• CONSIGNE
Rédigez la suite du texte sur les gènes liés à la naissance prématurée en reprenant juste après sa dernière phrase.

• EXTRAIT DU DOCUMENT
• • • • • • •
Nouveaux gènes associés à la naissance prématurée
La naissance prématurée, ou les bébés nés vivants avant 37 semaines de gestation, est la principale cause de mortalité infantile et affecte quelque 15 millions de grossesses dans le monde chaque année. La naissance prématurée entraîne également toute une série de conséquences à long terme sur la santé, notamment des problèmes respiratoires, des déficiences neurologiques telles que la paralysie cérébrale, des troubles du développement, des déficiences visuelles et auditives, des maladies cardiaques et d’autres maladies chroniques.
Pour mener l’étude, les chercheurs ont développé un cadre d’apprentissage automatique pour analyser le génome de 43 568 patientes ayant accouché prématurément spontanément. L’approche a révélé des gènes dont on ne savait pas auparavant qu’ils étaient associés à la naissance prématurée.
Ils ont ensuite examiné les mutations génétiques chez ceux qui avaient reçu le traitement à la progestérone Makena. La FDA avait approuvé le médicament en 2011 après un seul essai clinique, mais l’avait retiré du marché au printemps dernier après avoir conclu que le médicament n’était pas efficace.
• • • • • • •
• ENTRÉES FOURNIES
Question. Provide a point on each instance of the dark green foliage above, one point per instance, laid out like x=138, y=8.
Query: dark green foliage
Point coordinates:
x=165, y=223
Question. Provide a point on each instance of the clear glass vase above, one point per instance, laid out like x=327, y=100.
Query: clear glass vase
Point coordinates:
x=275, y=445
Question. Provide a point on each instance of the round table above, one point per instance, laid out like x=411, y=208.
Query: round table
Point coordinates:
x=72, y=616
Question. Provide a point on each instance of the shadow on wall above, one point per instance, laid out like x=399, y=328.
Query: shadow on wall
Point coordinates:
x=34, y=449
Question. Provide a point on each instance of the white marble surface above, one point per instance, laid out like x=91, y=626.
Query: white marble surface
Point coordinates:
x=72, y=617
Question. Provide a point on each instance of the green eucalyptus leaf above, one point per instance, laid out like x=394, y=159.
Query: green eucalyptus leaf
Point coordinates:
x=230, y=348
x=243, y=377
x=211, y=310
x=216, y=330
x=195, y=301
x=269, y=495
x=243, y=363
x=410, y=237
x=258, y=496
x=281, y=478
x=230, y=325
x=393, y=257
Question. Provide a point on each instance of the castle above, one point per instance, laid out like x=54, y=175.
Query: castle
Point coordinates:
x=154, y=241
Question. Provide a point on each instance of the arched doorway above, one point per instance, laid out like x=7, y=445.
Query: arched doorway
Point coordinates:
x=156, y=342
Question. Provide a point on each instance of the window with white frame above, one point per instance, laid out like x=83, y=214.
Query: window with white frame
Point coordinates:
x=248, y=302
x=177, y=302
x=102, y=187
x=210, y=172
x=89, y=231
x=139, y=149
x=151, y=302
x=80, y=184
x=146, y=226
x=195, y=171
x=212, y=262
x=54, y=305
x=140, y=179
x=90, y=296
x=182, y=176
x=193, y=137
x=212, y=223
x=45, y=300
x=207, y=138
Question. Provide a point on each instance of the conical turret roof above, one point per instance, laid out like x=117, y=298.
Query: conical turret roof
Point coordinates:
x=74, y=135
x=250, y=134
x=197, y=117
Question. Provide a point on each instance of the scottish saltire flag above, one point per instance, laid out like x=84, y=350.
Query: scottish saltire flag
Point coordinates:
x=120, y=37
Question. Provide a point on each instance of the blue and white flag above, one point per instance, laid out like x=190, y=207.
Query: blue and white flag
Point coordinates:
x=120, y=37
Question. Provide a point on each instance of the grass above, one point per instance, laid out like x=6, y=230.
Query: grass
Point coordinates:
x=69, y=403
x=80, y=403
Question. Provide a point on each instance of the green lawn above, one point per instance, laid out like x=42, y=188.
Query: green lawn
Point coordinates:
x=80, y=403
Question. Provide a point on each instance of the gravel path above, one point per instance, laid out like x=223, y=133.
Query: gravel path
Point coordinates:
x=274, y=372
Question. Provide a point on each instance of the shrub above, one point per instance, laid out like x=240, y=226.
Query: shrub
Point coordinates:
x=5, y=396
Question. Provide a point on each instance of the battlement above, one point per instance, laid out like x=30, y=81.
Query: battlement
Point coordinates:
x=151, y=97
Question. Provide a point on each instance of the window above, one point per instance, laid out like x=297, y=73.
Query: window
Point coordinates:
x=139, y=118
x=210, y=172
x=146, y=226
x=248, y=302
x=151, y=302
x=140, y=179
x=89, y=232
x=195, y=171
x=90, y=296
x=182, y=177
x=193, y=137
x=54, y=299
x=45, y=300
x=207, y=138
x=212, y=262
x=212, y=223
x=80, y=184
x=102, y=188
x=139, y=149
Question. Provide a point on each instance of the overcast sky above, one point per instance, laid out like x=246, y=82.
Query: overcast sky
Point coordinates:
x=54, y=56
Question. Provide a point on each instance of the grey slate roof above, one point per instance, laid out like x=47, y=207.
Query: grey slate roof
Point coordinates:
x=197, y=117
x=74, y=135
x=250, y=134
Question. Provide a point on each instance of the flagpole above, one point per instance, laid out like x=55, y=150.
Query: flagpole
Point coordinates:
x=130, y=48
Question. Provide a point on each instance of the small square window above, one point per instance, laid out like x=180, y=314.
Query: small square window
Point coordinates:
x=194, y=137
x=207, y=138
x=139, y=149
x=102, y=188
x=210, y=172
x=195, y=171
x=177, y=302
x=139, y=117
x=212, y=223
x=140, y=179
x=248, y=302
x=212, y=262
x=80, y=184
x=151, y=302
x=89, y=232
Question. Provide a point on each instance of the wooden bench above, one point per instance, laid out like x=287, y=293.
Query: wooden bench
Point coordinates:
• • • • • • •
• RÉPONSE CI-DESSOUS
La décision a laissé les médecins sans médicament approuvé pour l’accouchement prématuré et a frustré ceux qui l’avaient trouvé efficace pour un sous-ensemble de leurs patients. Cela posait la question suivante : pourrait-il y avoir une raison génétique pour laquelle le traitement à la progestérone a fonctionné pour certains, mais pas pour d’autres ?
Les chercheurs ont découvert que les patients du groupe présentant de faibles niveaux de mutations dans les gènes associés aux contractions musculaires étaient plus susceptibles de répondre à Makena, mais que ceux présentant des niveaux plus élevés avaient tendance à ne pas répondre.
La découverte indique qu’une approche de médecine personnalisée impliquant un dépistage génétique pourrait conduire à des résultats positifs chez les patients sans un fardeau élevé de ces mutations.
« Le traitement à la progestérone était le seul traitement contre les accouchements prématurés récurrents au cours de la dernière décennie, et son récent retrait par la FDA a laissé un vide dans les options médicamenteuses disponibles pour les patientes accouchant avant terme », a déclaré le premier auteur de l’étude, Cheng Wang, PhD, un chercheur postdoctoral à l’UCSF.
« Dans la pratique clinique précédente, nous avons constaté que de nombreux patients bénéficiaient d’un traitement à la progestérone », a déclaré Wang. « Nous devrions probablement réévaluer son efficacité, si nous pouvons identifier ceux qui répondent positivement au traitement. »
Les chercheurs ont inclus une cohorte de patients afro-américains dans l’étude afin de déterminer si les résultats s’appliquaient largement à différentes races. Aux États-Unis, les femmes noires sont presque deux fois plus susceptibles d’accoucher prématurément que les femmes blanches.
Ils ont découvert que la charge génétique ne variait pas selon la race. Cela suggère que le taux élevé d’accouchements prématurés chez les mères noires pourrait être dû principalement à des facteurs environnementaux tels qu’un taux élevé d’hormones de stress, des préjugés en matière de soins de santé et un manque de soins prénatals.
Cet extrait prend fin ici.